Your objective: Once the images are removed, set down everything else in the listing below exactly.
* * * * * * *
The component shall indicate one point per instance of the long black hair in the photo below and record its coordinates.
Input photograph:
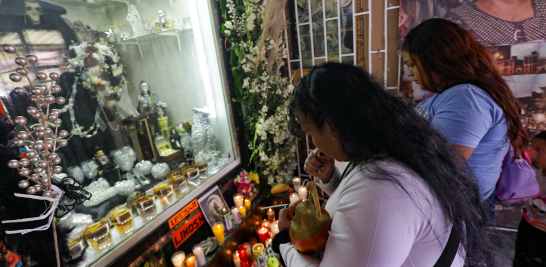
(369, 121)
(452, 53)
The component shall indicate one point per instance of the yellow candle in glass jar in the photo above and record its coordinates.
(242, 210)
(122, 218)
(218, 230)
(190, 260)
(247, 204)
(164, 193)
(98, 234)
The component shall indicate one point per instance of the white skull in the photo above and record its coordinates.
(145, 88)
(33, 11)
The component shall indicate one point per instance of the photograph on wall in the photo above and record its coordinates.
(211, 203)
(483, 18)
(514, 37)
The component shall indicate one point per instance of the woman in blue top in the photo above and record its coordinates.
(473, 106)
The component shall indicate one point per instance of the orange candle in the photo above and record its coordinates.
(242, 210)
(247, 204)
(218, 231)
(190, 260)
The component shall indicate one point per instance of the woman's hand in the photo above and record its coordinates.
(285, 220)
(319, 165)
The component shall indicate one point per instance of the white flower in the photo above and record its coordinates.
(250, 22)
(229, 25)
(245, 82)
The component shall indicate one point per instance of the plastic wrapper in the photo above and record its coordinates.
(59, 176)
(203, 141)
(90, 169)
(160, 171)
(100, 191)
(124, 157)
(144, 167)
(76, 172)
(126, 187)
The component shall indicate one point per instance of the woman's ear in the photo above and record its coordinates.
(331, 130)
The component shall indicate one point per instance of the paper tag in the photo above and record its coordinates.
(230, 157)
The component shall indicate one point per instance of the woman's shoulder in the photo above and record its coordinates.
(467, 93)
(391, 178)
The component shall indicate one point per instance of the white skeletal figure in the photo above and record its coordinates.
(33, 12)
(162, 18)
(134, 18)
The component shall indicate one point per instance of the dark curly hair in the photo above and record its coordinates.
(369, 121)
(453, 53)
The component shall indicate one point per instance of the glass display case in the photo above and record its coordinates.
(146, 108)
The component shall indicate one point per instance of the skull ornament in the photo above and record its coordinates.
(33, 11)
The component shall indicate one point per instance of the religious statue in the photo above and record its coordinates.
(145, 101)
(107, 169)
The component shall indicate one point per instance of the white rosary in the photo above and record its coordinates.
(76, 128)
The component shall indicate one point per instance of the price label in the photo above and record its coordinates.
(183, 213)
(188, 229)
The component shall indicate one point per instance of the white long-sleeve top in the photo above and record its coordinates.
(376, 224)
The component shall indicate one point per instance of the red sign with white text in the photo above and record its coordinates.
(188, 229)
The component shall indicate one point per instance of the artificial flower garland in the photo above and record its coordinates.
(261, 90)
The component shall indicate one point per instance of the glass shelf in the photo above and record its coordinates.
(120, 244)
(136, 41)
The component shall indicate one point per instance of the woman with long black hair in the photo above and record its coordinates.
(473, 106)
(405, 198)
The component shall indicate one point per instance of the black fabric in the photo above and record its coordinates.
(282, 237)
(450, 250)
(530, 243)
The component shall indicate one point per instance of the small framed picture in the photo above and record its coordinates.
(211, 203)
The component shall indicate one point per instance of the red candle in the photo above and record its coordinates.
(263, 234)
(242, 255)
* * * * * * *
Finished task:
The component shall indicate one point per instance of the long black hair in the photo below and record its coordinates.
Input photograph:
(369, 121)
(452, 53)
The component shall indicate one point per instance of the yellow candle in glass jar in the photo above and record its coordinates.
(242, 210)
(122, 218)
(218, 230)
(190, 260)
(247, 204)
(164, 193)
(98, 234)
The component shall indicate one point per instance of the white skull in the photo above and record its coordinates.
(145, 88)
(33, 11)
The component shall indicate one point per instance of the photograph on wall in the photo above and record its coordinates.
(211, 203)
(483, 18)
(514, 37)
The component shall indicate one point per instance of the woman in blue top in the photo above and record its coordinates.
(473, 106)
The component shall indicate one point per instance of the orange candle in the photo above and record its coordinates.
(242, 210)
(247, 204)
(218, 231)
(190, 260)
The component shall indicate one point per instance of the woman's hand in the photo above and record its coordinates.
(285, 220)
(319, 165)
The component shall indicate one point per instance of the white flower in the photo above and record its coordinates.
(250, 22)
(229, 25)
(245, 82)
The component shall indicate one point per instance of the plastic wrapper in the photo above and record its coordinates.
(59, 176)
(203, 141)
(90, 169)
(160, 171)
(100, 191)
(124, 157)
(144, 167)
(76, 172)
(126, 187)
The component shall indicate one point per instance of the woman's ear in the photo above and record its coordinates.
(331, 130)
The component shall indicate one point per instance of the paper tag in the photo above and record its coordinates.
(230, 157)
The component shall indicate one point per instance of the woman's shoulder in the photo above and record its coordinates.
(467, 93)
(391, 178)
The component shall indicate one point per instance of the white skeletal figure in the photo above and record its coordinates.
(33, 12)
(162, 18)
(134, 18)
The component shall indicate one point per instance of the dark curly hair in the photo above and record its coordinates.
(369, 121)
(453, 53)
The component shall indicate one point per instance of the glass display case in the photo above and record its coordinates.
(146, 108)
The component shall indicate one point per instance of the skull ornament in the photo above and record its coordinates.
(33, 11)
The component shall indicate one point per instance of the religious statue in the photo above and record its coordinates.
(145, 101)
(107, 169)
The component shall indicate one point per instance of the white rosary in the photo above and record its coordinates.
(76, 128)
The component shall indicate one point per instance of the price label in the photo above and record its coordinates.
(183, 213)
(188, 229)
The component shall indicate one point per instance of the white long-sleeve top in the photo above and record its coordinates.
(376, 224)
The component shall indicate one point per instance of the red sign with white text in the photo above and record its coordinates.
(188, 229)
The component shall indicate one point per instance of the artificial flower garland in the photo above and record its coordinates.
(261, 90)
The component shall indicate one point per instance of the glass shelf in the photo above and record its coordinates.
(120, 244)
(136, 41)
The component shall indicate one point per instance of the woman with long black hair in the photo above and record its coordinates.
(473, 106)
(405, 198)
The component shall indicate one point per instance of the black fabric in the photo above and record its coordinates.
(282, 237)
(450, 250)
(530, 243)
The component shall indicate one point per instance of the small framed picture in the photo above and record its coordinates.
(211, 203)
The component shall indicate one point per instance of the red candle in the photo above and record its coordinates.
(263, 234)
(242, 255)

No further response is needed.